→ **PROMPT 1**:
Please decide whether each statement agrees with the bug report, answering yes or no and quoting the words of the report that settle it: (a) the problem reproduces every time; (b) the peer site's state is shown as up+starting_replay; (c) the forced promote command returned an error.
→ **PROMPT 2**:
In the bug report, what description does the mirror image status output give for the local image?

After a disaster with primary, force promote a secondary image and check the mirror image state (after sometime) the status is reported as "up+stopping_replay".

Actual results:
Image status after force promote:
state":"up+stopping_replay"

Expected results:
Image status after force promote:
state":"up+stopped"

Reproducer: 100%

Actions #1

Updated by Prasanna Kumar Kalever 12 months ago

✨ sudo ../src/mstop.sh clustera                                                                  
✨ ps -aux | grep rbd-mirror                                                                                                                                                                                             
✨ sudo kill -9 22786  --> rbd-mirror of site-a
✨ sudo ./bin/rbd --cluster=site-b mirror image promote pool1/img --debug-rbd=0 --force
Image promoted to primary

✨ sudo ./bin/rbd --cluster=site-b mirror image status pool1/img --debug-rbd=0
img:
  global_id:   d85f530b-ac7a-465c-ae0a-90b6fde8abaf
  state:       up+stopping_replay
  description: local image linked to unknown peer
  service:     admin on localhost.localdomain
  last_update: 2023-05-09 15:22:17
  peer_sites:
    name: 0a287f34-04b6-418e-897e-c91be9e0a7e9
    state: down+starting_replay
    description: starting replay
    last_update: 2023-05-09 12:19:17
  snapshots:
    9 .mirror.primary.d85f530b-ac7a-465c-ae0a-90b6fde8abaf.4251976f-b9e9-46bc-91c8-bb9f2f9954e4 (peer_uuids:[2505e916-4a47-4a42-950e-1c9c6d888214])

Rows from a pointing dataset
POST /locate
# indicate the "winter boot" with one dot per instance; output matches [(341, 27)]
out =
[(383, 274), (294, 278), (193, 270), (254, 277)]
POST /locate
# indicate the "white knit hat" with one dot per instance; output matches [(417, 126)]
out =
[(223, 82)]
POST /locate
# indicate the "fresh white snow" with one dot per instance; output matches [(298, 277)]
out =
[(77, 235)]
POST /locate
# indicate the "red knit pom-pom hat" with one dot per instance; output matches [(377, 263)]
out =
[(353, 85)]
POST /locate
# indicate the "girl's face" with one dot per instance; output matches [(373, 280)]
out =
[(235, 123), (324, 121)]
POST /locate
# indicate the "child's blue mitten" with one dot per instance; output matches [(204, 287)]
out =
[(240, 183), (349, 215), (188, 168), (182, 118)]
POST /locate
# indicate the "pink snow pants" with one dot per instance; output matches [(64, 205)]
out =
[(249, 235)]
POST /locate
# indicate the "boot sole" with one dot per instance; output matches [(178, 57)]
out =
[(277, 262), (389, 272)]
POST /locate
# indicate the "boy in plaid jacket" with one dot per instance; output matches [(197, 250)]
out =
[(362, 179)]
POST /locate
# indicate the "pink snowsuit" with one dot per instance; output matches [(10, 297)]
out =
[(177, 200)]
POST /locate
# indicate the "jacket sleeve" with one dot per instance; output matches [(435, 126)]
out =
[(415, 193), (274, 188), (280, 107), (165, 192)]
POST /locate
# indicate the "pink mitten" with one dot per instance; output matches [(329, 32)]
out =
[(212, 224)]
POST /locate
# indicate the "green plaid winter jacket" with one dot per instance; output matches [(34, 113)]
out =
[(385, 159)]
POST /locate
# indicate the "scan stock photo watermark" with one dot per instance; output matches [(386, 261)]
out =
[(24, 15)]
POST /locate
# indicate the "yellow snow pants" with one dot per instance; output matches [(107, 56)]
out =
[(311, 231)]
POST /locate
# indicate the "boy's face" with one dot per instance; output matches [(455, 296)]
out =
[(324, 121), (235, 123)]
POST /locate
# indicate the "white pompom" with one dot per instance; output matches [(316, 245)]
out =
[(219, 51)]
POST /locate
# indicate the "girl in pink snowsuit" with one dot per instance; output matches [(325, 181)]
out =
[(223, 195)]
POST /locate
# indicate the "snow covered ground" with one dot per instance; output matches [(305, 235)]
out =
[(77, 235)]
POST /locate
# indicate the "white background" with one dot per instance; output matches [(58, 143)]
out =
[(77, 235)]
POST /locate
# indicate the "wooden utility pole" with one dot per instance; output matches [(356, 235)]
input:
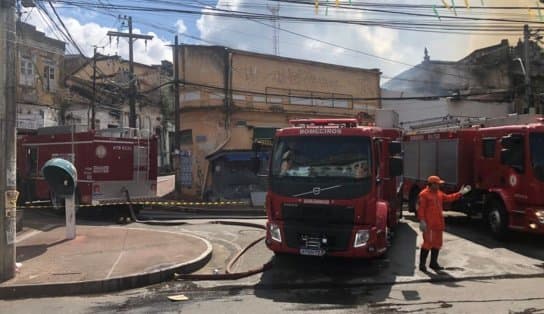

→ **FULL ANSWER 1**:
(a) Yes: "Reproducer: 100%"
(b) No: "state: down+starting_replay"
(c) No: "Image promoted to primary"

→ **FULL ANSWER 2**:
"local image linked to unknown peer"